Crytek hunt through the twilight underworld for people with illegal copies of Crysis.

But for the sake of argument, let’s assume for now that if so many people (Crytek, Epic, iD and others, slightly oddly even including Chart-Track themselves) are saying the PC market is dying, then it must be so. The question for PC gamers then becomes ”What can we do to stop it?” After all, there’s a credit crunch on and we’re all about to be thrown out of our homes, so just saying “Quick, everyone buy twice as many games!” won’t cut it. Apart from anything else, who can afford petrol to drive to the shops these days? So we need a smarter solution.

The first step, of course, is to establish what’s causing this failure. As you’ll see from the quotes scattered around the page, many of the big PC developers blame it on piracy. This, it should go without saying to anyone with an IQ in double figures, is an idiotic paranoid fantasy. For one thing, nobody’s claiming the spectacularly thriving DS market is dead, yet it’s by far the easiest current format to pirate for, with countless easy-to-find direct-download sites that don’t even need you to use a BitTorrent client, and the easy availability plug-and-play flashcards that can hold hundreds of pirated game ROMs costing around £25, less than the price of a single game.

“We seem to lead the charts in piracy by a large margin, a chart leading that is not desirable. I believe it’s the core problem of PC gaming. To the degree that PC gamers who pirate games inherently destroy the platform.”
- Cevat Yerli, President of Crytek, in PC Play, April 2008

And for another thing, absolutely NOBODY has the remotest idea how much money is really “lost” to piracy (ie would have translated into a genuine sale), and all the astronomical figures claiming otherwise are simply made up off the top of someone’s head. (Though the industry’s getting better at supporting the numbers with fake science - the most recent trend is to count up the number of downloaders on torrent sites, extrapolate that to all torrent sites, and count each one as a lost sale, usually coming up with figures around the 5:1 copies-to-sales ratio.)


Many pirates (watched here by elite ELSPA anti-
piracy paratroops) are FILTHY FOREIGNS.

Actually, that’s not quite true ONE person knows what the copies-to-lost-sales proportion might be. Russell Carroll, director of casual-games company Reflexive, researched the matter more extensively than anyone has ever done before, with regard to his company’s successful Arkanoid clone Ricochet Infinity, which recorded a massive 92% piracy rate - that is, for every 100 copies they detected being played, only eight had been paid for, more than 11 pirate copies per legitimate sale.

○ ○ ○

Exercise |
Reproduce everything from "Actually, that’s not" down to "per legitimate sale." in the passage on PC game piracy, word for word.

(Dataset rows)
○ ○ ○

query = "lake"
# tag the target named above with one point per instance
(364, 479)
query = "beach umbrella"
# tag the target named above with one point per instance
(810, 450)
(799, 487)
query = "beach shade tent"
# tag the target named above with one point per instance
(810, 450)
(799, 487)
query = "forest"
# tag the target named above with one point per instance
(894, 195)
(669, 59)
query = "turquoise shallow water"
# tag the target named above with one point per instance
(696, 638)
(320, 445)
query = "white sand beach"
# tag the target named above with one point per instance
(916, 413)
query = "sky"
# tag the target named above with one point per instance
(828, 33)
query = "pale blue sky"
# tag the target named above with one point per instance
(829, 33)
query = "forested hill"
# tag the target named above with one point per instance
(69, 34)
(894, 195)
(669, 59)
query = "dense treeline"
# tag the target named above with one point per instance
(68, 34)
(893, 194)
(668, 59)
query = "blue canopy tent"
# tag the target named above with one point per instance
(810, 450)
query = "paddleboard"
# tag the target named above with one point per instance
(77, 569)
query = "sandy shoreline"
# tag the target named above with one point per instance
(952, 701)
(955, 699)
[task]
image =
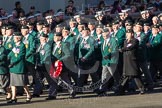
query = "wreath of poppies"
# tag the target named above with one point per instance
(56, 69)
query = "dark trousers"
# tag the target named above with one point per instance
(82, 77)
(144, 68)
(119, 68)
(52, 83)
(127, 79)
(30, 69)
(155, 66)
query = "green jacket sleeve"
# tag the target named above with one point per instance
(66, 52)
(91, 50)
(20, 56)
(32, 47)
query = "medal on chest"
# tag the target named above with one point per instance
(26, 43)
(9, 45)
(42, 52)
(59, 51)
(16, 51)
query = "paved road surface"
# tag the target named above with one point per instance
(90, 100)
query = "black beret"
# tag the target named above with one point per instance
(146, 24)
(105, 30)
(66, 28)
(58, 34)
(46, 25)
(91, 23)
(44, 35)
(86, 28)
(72, 20)
(58, 26)
(99, 26)
(40, 23)
(130, 31)
(30, 24)
(9, 27)
(17, 34)
(129, 24)
(24, 27)
(155, 26)
(81, 23)
(1, 38)
(139, 23)
(115, 22)
(160, 24)
(3, 27)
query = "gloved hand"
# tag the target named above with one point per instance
(83, 59)
(10, 65)
(106, 57)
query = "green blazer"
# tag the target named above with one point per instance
(3, 58)
(94, 34)
(50, 36)
(76, 32)
(9, 44)
(142, 49)
(71, 41)
(123, 28)
(30, 48)
(156, 48)
(61, 53)
(17, 59)
(86, 48)
(120, 37)
(111, 51)
(33, 33)
(44, 54)
(97, 49)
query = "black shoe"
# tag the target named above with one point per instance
(35, 95)
(101, 94)
(51, 98)
(28, 99)
(73, 94)
(19, 94)
(12, 101)
(8, 98)
(142, 91)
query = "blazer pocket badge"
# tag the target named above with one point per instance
(129, 45)
(87, 46)
(42, 52)
(109, 50)
(26, 45)
(59, 51)
(9, 45)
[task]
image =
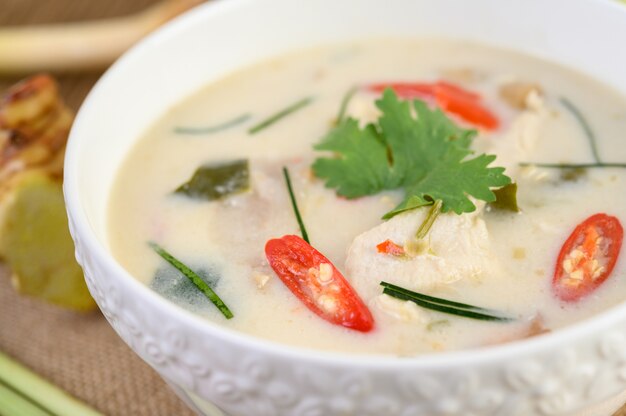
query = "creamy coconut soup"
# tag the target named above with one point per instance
(385, 144)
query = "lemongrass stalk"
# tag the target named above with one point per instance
(13, 403)
(46, 395)
(80, 46)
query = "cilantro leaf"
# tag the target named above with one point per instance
(413, 148)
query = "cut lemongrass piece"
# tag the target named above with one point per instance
(213, 129)
(344, 104)
(194, 278)
(573, 165)
(443, 305)
(294, 204)
(281, 114)
(591, 138)
(41, 393)
(432, 215)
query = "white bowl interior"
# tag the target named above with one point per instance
(218, 38)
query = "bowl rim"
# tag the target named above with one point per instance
(568, 335)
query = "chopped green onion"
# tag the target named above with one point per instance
(194, 278)
(344, 104)
(294, 204)
(432, 215)
(585, 126)
(443, 305)
(573, 165)
(282, 113)
(213, 129)
(23, 392)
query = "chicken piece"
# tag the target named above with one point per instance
(456, 247)
(520, 141)
(519, 94)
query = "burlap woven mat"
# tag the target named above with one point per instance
(80, 352)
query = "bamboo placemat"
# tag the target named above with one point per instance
(80, 353)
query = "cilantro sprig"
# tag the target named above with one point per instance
(412, 148)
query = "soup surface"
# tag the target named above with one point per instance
(524, 110)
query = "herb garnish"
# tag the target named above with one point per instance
(585, 126)
(294, 204)
(426, 156)
(443, 305)
(282, 113)
(194, 278)
(215, 181)
(506, 198)
(213, 129)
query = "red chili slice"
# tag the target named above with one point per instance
(587, 257)
(450, 97)
(389, 247)
(317, 283)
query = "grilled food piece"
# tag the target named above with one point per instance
(34, 238)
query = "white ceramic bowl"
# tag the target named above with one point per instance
(556, 374)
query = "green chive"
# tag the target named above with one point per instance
(23, 392)
(585, 126)
(574, 165)
(194, 278)
(344, 104)
(443, 305)
(282, 113)
(432, 215)
(213, 129)
(294, 204)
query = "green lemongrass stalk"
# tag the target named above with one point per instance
(591, 138)
(294, 204)
(213, 129)
(443, 305)
(14, 403)
(31, 395)
(281, 114)
(432, 215)
(194, 278)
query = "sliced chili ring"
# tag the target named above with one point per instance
(587, 257)
(317, 283)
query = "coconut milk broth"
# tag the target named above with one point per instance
(227, 238)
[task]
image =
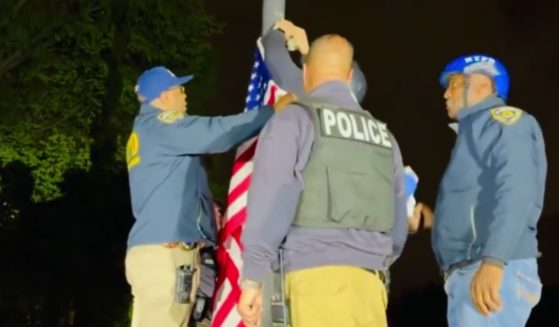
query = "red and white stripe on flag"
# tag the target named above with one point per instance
(261, 90)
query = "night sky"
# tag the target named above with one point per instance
(402, 47)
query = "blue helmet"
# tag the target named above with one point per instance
(479, 63)
(358, 83)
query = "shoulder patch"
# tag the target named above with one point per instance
(506, 115)
(169, 117)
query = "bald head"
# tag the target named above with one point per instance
(330, 57)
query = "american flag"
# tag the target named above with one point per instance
(261, 90)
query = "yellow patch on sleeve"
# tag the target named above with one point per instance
(169, 117)
(132, 150)
(506, 115)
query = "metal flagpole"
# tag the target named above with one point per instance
(272, 11)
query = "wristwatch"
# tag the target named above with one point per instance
(245, 283)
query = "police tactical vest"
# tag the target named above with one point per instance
(348, 179)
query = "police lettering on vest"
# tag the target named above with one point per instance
(353, 126)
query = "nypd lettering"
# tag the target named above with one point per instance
(353, 126)
(480, 63)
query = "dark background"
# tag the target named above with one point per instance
(61, 262)
(402, 46)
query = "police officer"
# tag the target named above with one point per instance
(489, 200)
(328, 187)
(289, 77)
(171, 200)
(285, 72)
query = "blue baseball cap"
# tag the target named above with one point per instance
(156, 80)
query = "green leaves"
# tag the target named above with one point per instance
(67, 74)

○ ○ ○

Expected output |
Actually, that’s not quite true ONE person knows what the copies-to-lost-sales proportion might be. Russell Carroll, director of casual-games company Reflexive, researched the matter more extensively than anyone has ever done before, with regard to his company’s successful Arkanoid clone Ricochet Infinity, which recorded a massive 92% piracy rate - that is, for every 100 copies they detected being played, only eight had been paid for, more than 11 pirate copies per legitimate sale.